### DIRECTIONS FOR THIS TASK
Print every one of the entries below word for word, keeping each line the same as it appears.

### INFORMATION GIVEN ###

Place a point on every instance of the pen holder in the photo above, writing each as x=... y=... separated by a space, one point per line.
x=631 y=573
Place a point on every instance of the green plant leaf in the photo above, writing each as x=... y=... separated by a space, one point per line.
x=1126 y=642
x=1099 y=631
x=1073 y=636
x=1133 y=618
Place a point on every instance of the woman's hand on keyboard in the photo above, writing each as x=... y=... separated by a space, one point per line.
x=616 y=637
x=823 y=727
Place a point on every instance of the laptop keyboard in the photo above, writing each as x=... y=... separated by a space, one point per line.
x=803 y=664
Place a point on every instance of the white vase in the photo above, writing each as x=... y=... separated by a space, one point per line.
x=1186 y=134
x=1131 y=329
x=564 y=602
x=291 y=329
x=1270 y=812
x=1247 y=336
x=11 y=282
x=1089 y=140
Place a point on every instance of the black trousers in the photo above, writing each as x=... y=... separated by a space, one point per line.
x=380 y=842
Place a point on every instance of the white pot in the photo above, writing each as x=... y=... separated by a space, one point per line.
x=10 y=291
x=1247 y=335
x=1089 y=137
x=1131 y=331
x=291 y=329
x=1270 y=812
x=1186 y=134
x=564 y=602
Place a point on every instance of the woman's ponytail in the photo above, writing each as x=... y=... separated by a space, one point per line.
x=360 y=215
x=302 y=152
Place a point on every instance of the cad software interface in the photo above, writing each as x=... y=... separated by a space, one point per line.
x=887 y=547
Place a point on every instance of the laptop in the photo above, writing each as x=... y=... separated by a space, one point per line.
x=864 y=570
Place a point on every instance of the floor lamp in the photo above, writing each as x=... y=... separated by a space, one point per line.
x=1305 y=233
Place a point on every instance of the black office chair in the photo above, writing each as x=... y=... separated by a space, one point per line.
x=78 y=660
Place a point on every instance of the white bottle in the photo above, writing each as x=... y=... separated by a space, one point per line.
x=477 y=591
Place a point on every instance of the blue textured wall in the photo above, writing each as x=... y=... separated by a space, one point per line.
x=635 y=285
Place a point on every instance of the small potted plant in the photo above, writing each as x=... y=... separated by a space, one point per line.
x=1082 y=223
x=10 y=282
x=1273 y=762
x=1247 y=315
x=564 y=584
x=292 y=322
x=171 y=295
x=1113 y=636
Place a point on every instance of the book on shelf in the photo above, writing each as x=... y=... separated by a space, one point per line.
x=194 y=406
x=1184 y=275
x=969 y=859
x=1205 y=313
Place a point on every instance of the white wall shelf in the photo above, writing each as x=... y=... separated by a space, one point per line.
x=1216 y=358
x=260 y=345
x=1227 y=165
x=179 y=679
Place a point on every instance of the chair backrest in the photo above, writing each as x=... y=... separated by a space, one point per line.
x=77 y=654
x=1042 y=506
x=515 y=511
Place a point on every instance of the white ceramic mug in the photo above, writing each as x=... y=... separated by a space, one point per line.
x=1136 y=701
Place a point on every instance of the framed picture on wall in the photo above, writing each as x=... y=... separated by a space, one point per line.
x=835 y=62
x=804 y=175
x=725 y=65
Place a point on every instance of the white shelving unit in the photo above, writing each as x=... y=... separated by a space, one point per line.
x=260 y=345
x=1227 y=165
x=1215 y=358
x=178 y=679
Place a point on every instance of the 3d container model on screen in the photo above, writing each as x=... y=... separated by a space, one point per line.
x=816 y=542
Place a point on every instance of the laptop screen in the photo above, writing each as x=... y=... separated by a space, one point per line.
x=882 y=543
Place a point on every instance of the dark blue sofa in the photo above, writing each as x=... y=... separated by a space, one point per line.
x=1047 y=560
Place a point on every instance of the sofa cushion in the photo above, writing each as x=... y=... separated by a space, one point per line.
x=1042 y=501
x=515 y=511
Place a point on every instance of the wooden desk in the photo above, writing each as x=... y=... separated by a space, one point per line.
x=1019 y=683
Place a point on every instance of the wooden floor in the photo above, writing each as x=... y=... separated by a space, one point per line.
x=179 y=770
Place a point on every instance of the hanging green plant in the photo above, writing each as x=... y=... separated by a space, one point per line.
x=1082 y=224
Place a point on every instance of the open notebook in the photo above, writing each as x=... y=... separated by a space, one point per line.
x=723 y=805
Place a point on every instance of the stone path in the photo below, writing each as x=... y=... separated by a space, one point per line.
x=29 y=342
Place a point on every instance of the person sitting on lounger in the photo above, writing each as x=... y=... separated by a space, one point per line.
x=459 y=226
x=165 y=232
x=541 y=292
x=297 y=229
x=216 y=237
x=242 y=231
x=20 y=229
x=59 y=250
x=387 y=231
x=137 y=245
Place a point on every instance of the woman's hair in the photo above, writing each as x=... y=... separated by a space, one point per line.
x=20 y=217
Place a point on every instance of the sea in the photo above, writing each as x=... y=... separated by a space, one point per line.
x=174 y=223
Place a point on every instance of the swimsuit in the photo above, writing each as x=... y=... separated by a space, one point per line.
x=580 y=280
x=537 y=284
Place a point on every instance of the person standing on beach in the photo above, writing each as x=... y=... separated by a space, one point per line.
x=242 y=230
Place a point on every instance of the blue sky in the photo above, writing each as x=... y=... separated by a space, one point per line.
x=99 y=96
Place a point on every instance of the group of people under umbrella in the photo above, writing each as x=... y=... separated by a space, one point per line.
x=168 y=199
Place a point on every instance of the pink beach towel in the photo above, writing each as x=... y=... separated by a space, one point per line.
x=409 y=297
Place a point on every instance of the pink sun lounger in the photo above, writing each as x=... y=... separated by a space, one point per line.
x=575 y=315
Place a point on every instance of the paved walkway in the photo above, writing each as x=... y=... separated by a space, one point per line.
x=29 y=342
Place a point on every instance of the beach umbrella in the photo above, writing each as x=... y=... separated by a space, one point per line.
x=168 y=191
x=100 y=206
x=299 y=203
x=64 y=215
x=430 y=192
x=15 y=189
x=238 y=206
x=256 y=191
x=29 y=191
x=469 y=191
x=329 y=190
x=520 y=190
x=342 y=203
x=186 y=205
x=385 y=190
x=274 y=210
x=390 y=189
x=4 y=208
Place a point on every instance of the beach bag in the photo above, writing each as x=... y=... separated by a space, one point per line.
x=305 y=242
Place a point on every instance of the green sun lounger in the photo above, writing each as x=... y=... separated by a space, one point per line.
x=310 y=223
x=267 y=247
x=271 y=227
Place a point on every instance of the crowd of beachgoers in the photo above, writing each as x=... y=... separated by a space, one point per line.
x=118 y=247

###

### SOLUTION FOR THIS EXERCISE
Place a point on every instance of the pen holder in the photo above, writing each as x=... y=... separated by a space, one point per line.
x=631 y=573
Place a point on every instance of the green plant leaf in the photo above, writing each as x=... y=... separated by a space, one point per line.
x=1126 y=642
x=1099 y=631
x=1073 y=636
x=1133 y=618
Place a point on every instance of the woman's hand on keyboard in the photo above, writing each as x=... y=... separated by a space, one point per line.
x=616 y=637
x=823 y=727
Place a point on every instance of the laptop keyboard in the photo above, writing each as x=... y=... separated by a space, one point per line.
x=803 y=664
Place a point on every instance of the white vase in the photo above, writing each as x=... y=... separated by a space, one point per line.
x=1186 y=134
x=1131 y=329
x=564 y=602
x=291 y=329
x=1270 y=812
x=1247 y=336
x=11 y=282
x=1089 y=140
Place a point on every instance of the black trousers in the photo above, writing each as x=... y=... separated by a space, one point per line.
x=380 y=842
Place a point on every instance of the white pot in the photo above, writing each as x=... y=... separated by a space, one point per line.
x=10 y=291
x=1247 y=335
x=1089 y=137
x=1131 y=331
x=291 y=329
x=1270 y=812
x=1186 y=134
x=564 y=602
Place a point on every instance of the woman's ponytail in the photo above, writing each as x=... y=... separated by a space, one point per line.
x=360 y=215
x=302 y=152
Place a point on every instance of the cad software interface in the photo above, writing each as x=... y=... separated by a space, one point per line.
x=887 y=547
Place a point on every instance of the laptop in the photo above, writing each as x=... y=... separated by a space, one point per line.
x=864 y=570
Place a point on every instance of the floor lamp in the photo above, writing each as x=... y=... separated by a space, one point per line.
x=1305 y=233
Place a point on every instance of the black office chair in the photo above, writing each as x=... y=... separated by a space, one point per line.
x=78 y=660
Place a point on every instance of the white bottle in the photo above, writing each as x=... y=... separated by a space, one point per line.
x=477 y=591
Place a point on every instance of the blue textured wall in the photo above, writing each as x=... y=... separated by a space, one point per line.
x=635 y=285
Place a point on every instance of the small potted plant in the photo above, writing each as x=... y=... separated by a space, one point per line.
x=1082 y=223
x=10 y=282
x=1273 y=762
x=1247 y=315
x=564 y=584
x=292 y=322
x=171 y=295
x=1113 y=636
Place a point on every instance of the book on shelf in the photo above, writing each as x=... y=... separated by a space, one point per line.
x=194 y=406
x=1184 y=275
x=969 y=859
x=1205 y=313
Place a point on every instance of the white wall shelf in the photo above, writing each as x=... y=... separated by a space, one point per line.
x=1216 y=358
x=260 y=345
x=1227 y=165
x=179 y=679
Place a point on every instance of the chair backrest in the photo above, writing each as x=... y=... separated by a space, one point per line.
x=77 y=654
x=1042 y=506
x=515 y=511
Place a point on every instance of the white ceramic mug in the photo above, writing each as x=... y=... separated by a space, one point per line.
x=1136 y=701
Place a point on every instance of the framed picture on wall in the photo above, writing each as x=... y=... separated by a space, one point per line.
x=835 y=62
x=804 y=175
x=725 y=65
Place a point on every instance of the white shelving unit in the photo above, writing each as x=... y=... separated by a space, one point per line.
x=260 y=345
x=1227 y=165
x=1215 y=358
x=178 y=679
Place a point on every instance of the 3d container model on screen in the photo above, writing each as x=... y=... separated by a space, one point per line.
x=816 y=542
Place a point on every instance of the laptop screen in the photo above, writing each as x=... y=... separated by a space, one point per line.
x=882 y=543
Place a point on every instance of the dark blue sofa in the photo above, writing each as x=... y=... separated by a space, one point per line.
x=1047 y=560
Place a point on every instance of the sofa cushion in the photo above, writing each as x=... y=... separated by a space, one point per line.
x=1042 y=501
x=515 y=511
Place a point on every instance of the wooden desk in the photo above, writing each as x=... y=... separated by a space, one point per line.
x=1019 y=683
Place a point on every instance of the wooden floor in the photo above, writing each as x=... y=... separated by a space, one point per line.
x=179 y=770
Place a point on every instance of the hanging green plant in the photo above, writing each as x=... y=... separated by a space, one point per line.
x=1082 y=224
Place a point on every instance of the open notebook in the photo above, writing each as x=... y=... separated by a space, one point per line.
x=723 y=805
Place a point on every instance of the stone path in the photo below, writing each as x=... y=... separated by a space, one point per line.
x=29 y=342
Place a point on every instance of the person sitting on lounger in the photo above, writing each as x=... y=... separated by a space, one point per line.
x=459 y=226
x=165 y=232
x=541 y=292
x=297 y=229
x=216 y=237
x=242 y=231
x=20 y=229
x=59 y=250
x=387 y=231
x=137 y=245
Place a point on every instance of the woman's hair in the photo above, writing each as x=... y=... separated by a space, one point per line.
x=20 y=217
Place a point on every instance of the sea in the photo above, writing each as x=... y=... separated by a space, one point per line.
x=174 y=223
Place a point on every instance of the swimsuit in the photo above, writing each as x=... y=... separated by a space, one point per line.
x=580 y=280
x=537 y=284
Place a point on every instance of the person standing on beach in the photo above, writing each as x=... y=... separated by a space, one point per line.
x=242 y=230
Place a point on every instance of the blue sky in the photo above, writing each as x=... y=... separated by a space, one point per line.
x=99 y=96
Place a point on every instance of the group of people under umbrella in the photo above, writing each as x=... y=... separated by a space, one point per line.
x=168 y=199
Place a point on every instance of the pink beach towel in the photo above, writing each as x=... y=... separated by a space, one point per line.
x=409 y=297
Place a point on every instance of the pink sun lounger in the photo above, writing each as x=... y=... separated by a space, one point per line.
x=575 y=315
Place a point on every instance of the paved walkway in the photo above, writing each as x=... y=... separated by a space, one point per line.
x=29 y=342
Place a point on every instance of the beach umbrella in the photo above, writing each as x=... y=... separated by a space, one point per line.
x=168 y=191
x=100 y=206
x=299 y=203
x=64 y=215
x=430 y=192
x=15 y=189
x=238 y=206
x=256 y=191
x=29 y=191
x=469 y=191
x=329 y=190
x=520 y=190
x=342 y=203
x=186 y=205
x=385 y=190
x=274 y=210
x=390 y=189
x=4 y=208
Place a point on every instance of the beach bag in the photo above, writing each as x=... y=... separated by a space, one point per line.
x=305 y=242
Place a point on every instance of the green sun lounger in the photo above, writing each as x=... y=... separated by a space, one point per line.
x=310 y=223
x=267 y=247
x=271 y=227
Place a point on every instance of the crowd of beachgoers in the photo above, writing each as x=... y=... separated by a space, one point per line.
x=118 y=247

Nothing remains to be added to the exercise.